BEGIN
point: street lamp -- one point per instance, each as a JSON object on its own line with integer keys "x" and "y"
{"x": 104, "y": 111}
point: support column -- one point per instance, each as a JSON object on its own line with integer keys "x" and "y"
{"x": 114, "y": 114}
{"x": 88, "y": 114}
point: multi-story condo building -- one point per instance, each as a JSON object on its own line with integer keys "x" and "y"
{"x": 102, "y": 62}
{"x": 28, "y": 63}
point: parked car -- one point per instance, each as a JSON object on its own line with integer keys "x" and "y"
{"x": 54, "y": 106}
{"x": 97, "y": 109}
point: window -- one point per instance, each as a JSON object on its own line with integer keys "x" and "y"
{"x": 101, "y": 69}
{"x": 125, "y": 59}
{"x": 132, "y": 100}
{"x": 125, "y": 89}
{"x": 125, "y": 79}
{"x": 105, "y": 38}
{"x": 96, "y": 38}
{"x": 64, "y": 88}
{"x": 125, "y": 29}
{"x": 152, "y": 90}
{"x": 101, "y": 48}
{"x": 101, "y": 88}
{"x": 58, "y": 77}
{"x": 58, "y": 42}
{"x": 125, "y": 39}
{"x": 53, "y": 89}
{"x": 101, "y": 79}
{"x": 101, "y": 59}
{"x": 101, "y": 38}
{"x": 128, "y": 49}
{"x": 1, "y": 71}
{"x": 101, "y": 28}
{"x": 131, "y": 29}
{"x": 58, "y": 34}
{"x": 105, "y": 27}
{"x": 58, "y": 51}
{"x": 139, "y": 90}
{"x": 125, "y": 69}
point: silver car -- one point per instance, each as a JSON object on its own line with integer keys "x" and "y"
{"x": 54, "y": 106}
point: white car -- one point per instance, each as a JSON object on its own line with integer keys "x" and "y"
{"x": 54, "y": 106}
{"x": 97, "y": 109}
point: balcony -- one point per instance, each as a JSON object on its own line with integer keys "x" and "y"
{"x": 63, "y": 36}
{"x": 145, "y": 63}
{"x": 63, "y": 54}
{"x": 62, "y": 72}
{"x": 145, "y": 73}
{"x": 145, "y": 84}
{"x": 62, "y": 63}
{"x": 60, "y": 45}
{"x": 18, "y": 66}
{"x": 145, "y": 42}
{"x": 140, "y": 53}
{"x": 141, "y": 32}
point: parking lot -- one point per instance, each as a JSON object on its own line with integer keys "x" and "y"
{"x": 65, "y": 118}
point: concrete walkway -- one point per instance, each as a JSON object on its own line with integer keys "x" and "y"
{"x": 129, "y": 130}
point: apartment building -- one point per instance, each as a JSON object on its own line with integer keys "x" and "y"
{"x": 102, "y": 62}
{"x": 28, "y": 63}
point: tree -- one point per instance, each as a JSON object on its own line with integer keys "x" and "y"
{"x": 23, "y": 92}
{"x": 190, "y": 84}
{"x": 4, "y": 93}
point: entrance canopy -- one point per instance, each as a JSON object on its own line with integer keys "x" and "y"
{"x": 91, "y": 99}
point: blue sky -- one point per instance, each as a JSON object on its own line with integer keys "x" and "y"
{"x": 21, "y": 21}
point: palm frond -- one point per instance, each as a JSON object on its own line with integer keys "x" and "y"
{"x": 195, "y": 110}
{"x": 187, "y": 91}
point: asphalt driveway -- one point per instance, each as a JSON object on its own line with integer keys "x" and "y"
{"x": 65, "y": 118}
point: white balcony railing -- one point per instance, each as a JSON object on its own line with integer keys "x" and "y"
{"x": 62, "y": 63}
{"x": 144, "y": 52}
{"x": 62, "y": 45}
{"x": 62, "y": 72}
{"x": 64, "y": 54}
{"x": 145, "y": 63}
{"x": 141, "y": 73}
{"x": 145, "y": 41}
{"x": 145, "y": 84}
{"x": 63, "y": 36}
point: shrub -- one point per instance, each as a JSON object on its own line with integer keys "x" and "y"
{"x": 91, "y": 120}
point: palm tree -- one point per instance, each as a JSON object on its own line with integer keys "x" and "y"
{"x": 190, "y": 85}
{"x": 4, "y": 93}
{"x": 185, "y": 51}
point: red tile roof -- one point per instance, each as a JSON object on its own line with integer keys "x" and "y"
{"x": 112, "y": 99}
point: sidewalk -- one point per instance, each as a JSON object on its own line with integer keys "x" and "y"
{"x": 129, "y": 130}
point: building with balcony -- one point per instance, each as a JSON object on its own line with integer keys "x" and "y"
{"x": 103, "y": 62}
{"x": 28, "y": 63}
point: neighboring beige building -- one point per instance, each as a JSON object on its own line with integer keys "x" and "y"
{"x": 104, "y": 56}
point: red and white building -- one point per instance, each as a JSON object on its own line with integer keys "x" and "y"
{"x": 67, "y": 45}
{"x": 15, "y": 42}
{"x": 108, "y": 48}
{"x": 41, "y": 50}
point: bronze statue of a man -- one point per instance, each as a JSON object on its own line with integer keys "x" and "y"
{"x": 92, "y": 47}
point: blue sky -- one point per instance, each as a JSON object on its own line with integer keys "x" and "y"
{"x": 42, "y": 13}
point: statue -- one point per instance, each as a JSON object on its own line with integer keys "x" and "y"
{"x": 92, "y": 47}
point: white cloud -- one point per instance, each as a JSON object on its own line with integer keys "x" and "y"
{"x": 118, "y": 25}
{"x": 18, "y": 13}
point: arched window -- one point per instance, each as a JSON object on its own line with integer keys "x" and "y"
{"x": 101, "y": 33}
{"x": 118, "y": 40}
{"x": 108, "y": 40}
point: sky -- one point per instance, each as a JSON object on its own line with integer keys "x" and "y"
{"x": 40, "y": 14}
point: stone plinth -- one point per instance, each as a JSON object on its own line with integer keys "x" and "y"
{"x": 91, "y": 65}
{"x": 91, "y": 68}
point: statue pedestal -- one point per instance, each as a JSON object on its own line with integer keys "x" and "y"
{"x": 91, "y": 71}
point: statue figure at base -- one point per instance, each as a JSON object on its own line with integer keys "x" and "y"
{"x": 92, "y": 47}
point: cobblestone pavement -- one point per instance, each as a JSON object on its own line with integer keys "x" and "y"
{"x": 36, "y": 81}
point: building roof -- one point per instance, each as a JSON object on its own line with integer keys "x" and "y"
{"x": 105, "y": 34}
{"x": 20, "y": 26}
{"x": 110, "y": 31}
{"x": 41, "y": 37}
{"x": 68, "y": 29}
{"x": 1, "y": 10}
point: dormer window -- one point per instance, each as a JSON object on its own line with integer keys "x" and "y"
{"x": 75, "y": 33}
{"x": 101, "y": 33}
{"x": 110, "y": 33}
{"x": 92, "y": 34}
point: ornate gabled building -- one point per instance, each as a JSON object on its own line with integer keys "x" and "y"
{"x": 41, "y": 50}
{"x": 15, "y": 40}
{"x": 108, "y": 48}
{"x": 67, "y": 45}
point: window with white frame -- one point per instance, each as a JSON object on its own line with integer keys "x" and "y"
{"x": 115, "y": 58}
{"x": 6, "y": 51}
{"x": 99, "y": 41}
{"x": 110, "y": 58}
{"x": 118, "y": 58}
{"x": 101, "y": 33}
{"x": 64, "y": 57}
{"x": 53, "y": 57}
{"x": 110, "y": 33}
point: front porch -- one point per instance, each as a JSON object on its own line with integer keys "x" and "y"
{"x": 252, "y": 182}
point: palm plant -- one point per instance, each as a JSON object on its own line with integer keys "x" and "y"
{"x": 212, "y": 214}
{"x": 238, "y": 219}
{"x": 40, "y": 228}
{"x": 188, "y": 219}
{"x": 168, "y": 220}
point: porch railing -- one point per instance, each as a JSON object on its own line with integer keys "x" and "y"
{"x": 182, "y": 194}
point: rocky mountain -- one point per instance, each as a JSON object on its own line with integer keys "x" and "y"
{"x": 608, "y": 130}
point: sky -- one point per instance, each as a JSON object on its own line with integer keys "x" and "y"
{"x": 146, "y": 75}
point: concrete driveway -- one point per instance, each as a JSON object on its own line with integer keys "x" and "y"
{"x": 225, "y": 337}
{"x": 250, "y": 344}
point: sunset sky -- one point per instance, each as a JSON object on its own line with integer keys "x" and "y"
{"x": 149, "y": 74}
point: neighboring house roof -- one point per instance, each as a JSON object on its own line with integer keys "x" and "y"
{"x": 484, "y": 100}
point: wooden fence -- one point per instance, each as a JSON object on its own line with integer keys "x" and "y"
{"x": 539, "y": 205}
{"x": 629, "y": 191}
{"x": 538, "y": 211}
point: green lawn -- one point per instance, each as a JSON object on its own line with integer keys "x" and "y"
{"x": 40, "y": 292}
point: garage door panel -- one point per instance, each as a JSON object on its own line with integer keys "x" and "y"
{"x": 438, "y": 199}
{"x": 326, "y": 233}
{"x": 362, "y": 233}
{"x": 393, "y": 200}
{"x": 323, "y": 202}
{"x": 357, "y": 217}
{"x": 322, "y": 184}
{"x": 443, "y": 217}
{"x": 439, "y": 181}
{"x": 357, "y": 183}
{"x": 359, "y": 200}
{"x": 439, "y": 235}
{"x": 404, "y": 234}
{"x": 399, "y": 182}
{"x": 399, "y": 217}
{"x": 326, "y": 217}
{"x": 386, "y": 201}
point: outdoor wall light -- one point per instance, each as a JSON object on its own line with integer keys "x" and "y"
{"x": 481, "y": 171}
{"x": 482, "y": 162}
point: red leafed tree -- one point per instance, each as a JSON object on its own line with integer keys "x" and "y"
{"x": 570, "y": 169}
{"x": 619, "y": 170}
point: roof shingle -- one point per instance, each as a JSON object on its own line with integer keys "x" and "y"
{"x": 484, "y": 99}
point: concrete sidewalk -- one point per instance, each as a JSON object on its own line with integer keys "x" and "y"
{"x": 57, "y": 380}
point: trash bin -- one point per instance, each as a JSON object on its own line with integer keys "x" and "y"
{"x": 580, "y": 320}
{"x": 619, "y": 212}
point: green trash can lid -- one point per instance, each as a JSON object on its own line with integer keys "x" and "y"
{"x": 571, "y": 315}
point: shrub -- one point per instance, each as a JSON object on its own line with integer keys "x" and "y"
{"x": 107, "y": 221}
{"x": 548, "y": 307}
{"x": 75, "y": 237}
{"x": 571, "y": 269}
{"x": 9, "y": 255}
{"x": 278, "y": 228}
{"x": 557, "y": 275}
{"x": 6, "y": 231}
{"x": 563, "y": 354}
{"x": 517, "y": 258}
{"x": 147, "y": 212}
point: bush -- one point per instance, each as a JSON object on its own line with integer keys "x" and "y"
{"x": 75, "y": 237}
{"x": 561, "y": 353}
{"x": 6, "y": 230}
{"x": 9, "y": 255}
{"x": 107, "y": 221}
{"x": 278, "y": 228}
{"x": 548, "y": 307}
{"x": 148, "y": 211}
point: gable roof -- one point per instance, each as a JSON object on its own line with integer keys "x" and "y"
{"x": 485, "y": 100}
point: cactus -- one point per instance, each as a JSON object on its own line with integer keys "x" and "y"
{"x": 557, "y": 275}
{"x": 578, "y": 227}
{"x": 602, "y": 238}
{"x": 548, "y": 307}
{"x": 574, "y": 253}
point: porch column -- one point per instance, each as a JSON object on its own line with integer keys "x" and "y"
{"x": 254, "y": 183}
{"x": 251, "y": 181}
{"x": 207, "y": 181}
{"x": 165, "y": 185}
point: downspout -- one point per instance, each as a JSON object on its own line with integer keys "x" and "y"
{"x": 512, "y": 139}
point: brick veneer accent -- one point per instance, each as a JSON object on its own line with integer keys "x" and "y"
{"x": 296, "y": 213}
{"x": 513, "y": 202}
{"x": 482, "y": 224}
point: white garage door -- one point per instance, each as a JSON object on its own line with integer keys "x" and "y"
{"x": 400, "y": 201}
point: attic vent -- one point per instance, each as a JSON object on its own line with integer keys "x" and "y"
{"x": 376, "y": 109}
END
BRIEF — Each of the lines from the one holding "point: brick veneer" through the final line of the entries is to be set down exactly, and no others.

WORKED SOLUTION —
point: brick veneer accent -- one point per instance, each as a JSON object on its own line with integer keys "x" and "y"
{"x": 296, "y": 213}
{"x": 513, "y": 202}
{"x": 482, "y": 224}
point: white garage door -- one point per instance, each as a JSON object on its own line with integer keys "x" and "y"
{"x": 400, "y": 201}
point: attic vent -- one point per instance, each as a JSON object on its own line with integer keys "x" and "y"
{"x": 376, "y": 109}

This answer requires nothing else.